:: RECORDED DATA
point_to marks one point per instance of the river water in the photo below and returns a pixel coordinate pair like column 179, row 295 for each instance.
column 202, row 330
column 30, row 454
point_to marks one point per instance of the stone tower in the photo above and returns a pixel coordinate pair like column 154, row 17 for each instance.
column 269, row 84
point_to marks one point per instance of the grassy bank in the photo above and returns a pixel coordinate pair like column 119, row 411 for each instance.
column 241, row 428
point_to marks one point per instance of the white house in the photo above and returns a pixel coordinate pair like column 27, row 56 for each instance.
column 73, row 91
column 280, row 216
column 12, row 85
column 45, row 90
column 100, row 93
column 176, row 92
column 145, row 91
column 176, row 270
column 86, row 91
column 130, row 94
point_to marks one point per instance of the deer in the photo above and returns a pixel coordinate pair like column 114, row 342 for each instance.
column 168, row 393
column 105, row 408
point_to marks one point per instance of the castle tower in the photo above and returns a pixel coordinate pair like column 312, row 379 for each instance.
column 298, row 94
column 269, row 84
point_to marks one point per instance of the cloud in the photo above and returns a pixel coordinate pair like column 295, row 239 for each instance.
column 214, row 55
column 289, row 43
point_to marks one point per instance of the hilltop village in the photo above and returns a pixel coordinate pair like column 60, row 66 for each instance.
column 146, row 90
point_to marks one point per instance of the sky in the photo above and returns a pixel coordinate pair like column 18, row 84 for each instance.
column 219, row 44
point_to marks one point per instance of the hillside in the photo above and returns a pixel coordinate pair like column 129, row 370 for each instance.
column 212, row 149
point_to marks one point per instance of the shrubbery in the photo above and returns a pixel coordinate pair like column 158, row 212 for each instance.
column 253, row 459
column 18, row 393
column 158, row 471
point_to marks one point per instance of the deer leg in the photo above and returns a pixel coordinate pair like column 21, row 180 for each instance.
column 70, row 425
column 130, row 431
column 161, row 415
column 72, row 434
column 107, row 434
::::
• [ASSIGNMENT] After reading through the records, retype all of them exactly.

• [RESPONSE AREA]
point_to marks one point per instance of the river water in the photo below and returns a pixel coordinate pair like column 179, row 295 for each instance.
column 202, row 330
column 30, row 454
point_to marks one point per instance of the stone tower in the photo above and returns a pixel coordinate pair like column 154, row 17 for each instance.
column 269, row 84
point_to marks one point per instance of the grassy bank in the photo above and returns a pixel coordinate pair like column 119, row 411 for each instance.
column 241, row 428
point_to marks one point per instance of the white house in the photo above and returns a pixel coordinate pair like column 27, row 56 for each instance.
column 73, row 91
column 280, row 216
column 12, row 85
column 45, row 90
column 100, row 93
column 176, row 92
column 145, row 91
column 176, row 270
column 86, row 91
column 130, row 94
point_to marks one point per instance of the deer in the photo above and returns a pixel coordinate pair like column 114, row 342 for each instance.
column 168, row 393
column 105, row 408
point_to marks one point per instance of the castle tower in the photo above and returns a pixel coordinate pair like column 312, row 379 for each instance.
column 298, row 94
column 269, row 84
point_to marks one point per instance of the cloud in the photo above and returns a pixel coordinate pair like column 295, row 239 for each instance.
column 214, row 55
column 289, row 43
point_to marks one point per instance of the hilltop village in the photo above and returns a pixel coordinate pair like column 60, row 66 for each instance.
column 146, row 90
point_to marks one point per instance of the sky in the photo above and returns a pixel coordinate pair like column 18, row 84 for each instance.
column 219, row 44
point_to marks one point per instance of the hillside in the photo above and returns a pixel coordinate pair like column 129, row 370 for each instance.
column 212, row 149
point_to marks one point per instance of the shrubbery in the photo above and returns a pixel coordinate pair like column 158, row 212 for each instance.
column 253, row 459
column 18, row 393
column 158, row 471
point_to marks one point per instance of the deer leg in the photo above and returns a pixel coordinate pair like column 21, row 180 for each instance.
column 70, row 425
column 130, row 431
column 161, row 415
column 72, row 434
column 107, row 434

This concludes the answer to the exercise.